(Extracted records)
____________

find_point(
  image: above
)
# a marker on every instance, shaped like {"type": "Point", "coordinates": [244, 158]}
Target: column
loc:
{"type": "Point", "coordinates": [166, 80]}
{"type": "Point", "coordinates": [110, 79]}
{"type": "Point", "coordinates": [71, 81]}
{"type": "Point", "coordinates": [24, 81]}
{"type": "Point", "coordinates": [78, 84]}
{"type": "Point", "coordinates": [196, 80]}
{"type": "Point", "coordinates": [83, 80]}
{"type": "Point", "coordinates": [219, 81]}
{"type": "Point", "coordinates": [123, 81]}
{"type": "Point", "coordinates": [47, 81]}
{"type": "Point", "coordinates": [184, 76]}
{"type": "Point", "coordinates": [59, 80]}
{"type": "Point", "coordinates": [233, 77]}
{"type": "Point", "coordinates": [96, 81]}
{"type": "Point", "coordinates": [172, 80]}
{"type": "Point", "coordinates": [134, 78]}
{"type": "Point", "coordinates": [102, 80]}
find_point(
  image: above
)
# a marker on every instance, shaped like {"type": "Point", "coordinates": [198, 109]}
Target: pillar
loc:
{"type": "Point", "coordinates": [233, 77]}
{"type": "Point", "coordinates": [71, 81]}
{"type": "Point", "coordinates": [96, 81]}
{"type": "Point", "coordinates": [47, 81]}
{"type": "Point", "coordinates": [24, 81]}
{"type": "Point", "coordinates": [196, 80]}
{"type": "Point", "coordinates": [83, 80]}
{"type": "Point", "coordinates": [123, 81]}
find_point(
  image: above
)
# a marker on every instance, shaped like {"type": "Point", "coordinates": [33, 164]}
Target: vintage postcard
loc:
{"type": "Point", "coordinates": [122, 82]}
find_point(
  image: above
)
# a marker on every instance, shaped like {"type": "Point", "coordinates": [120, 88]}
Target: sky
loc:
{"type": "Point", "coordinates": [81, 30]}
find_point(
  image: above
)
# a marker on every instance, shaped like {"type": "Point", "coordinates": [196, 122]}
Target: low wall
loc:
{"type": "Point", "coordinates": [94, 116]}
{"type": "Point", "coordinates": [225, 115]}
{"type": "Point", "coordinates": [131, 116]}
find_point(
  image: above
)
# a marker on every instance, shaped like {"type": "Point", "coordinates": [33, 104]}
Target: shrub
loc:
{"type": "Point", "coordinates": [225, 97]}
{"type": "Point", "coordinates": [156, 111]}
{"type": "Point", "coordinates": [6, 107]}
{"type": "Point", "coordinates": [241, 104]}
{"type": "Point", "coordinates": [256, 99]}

____________

• _Written task_:
Produce an exact copy of every entry above.

• _Output_:
find_point(
  image: above
)
# a marker on every instance, shaped like {"type": "Point", "coordinates": [244, 158]}
Target: column
loc:
{"type": "Point", "coordinates": [166, 80]}
{"type": "Point", "coordinates": [110, 79]}
{"type": "Point", "coordinates": [71, 81]}
{"type": "Point", "coordinates": [24, 81]}
{"type": "Point", "coordinates": [78, 84]}
{"type": "Point", "coordinates": [196, 80]}
{"type": "Point", "coordinates": [83, 80]}
{"type": "Point", "coordinates": [219, 81]}
{"type": "Point", "coordinates": [123, 81]}
{"type": "Point", "coordinates": [47, 81]}
{"type": "Point", "coordinates": [184, 76]}
{"type": "Point", "coordinates": [59, 80]}
{"type": "Point", "coordinates": [233, 77]}
{"type": "Point", "coordinates": [96, 81]}
{"type": "Point", "coordinates": [172, 80]}
{"type": "Point", "coordinates": [134, 78]}
{"type": "Point", "coordinates": [102, 80]}
find_point(
  image: above
)
# a marker on every instance, shaped like {"type": "Point", "coordinates": [198, 109]}
Target: pillar
loc:
{"type": "Point", "coordinates": [233, 77]}
{"type": "Point", "coordinates": [71, 81]}
{"type": "Point", "coordinates": [96, 81]}
{"type": "Point", "coordinates": [47, 81]}
{"type": "Point", "coordinates": [24, 81]}
{"type": "Point", "coordinates": [196, 80]}
{"type": "Point", "coordinates": [83, 80]}
{"type": "Point", "coordinates": [123, 81]}
find_point(
  image: above
)
# a marker on every instance, shaped like {"type": "Point", "coordinates": [33, 164]}
Target: vintage postcard
loc:
{"type": "Point", "coordinates": [122, 82]}
find_point(
  image: above
)
# a marker on every instance, shaped like {"type": "Point", "coordinates": [120, 88]}
Target: sky
loc:
{"type": "Point", "coordinates": [81, 30]}
find_point(
  image: above
)
# a marker on every instance, shaped like {"type": "Point", "coordinates": [196, 122]}
Target: low wall
loc:
{"type": "Point", "coordinates": [94, 116]}
{"type": "Point", "coordinates": [225, 115]}
{"type": "Point", "coordinates": [131, 116]}
find_point(
  image: above
)
# a marker on every instance, shaped like {"type": "Point", "coordinates": [33, 104]}
Target: shrub
loc:
{"type": "Point", "coordinates": [225, 97]}
{"type": "Point", "coordinates": [156, 111]}
{"type": "Point", "coordinates": [6, 107]}
{"type": "Point", "coordinates": [241, 104]}
{"type": "Point", "coordinates": [256, 99]}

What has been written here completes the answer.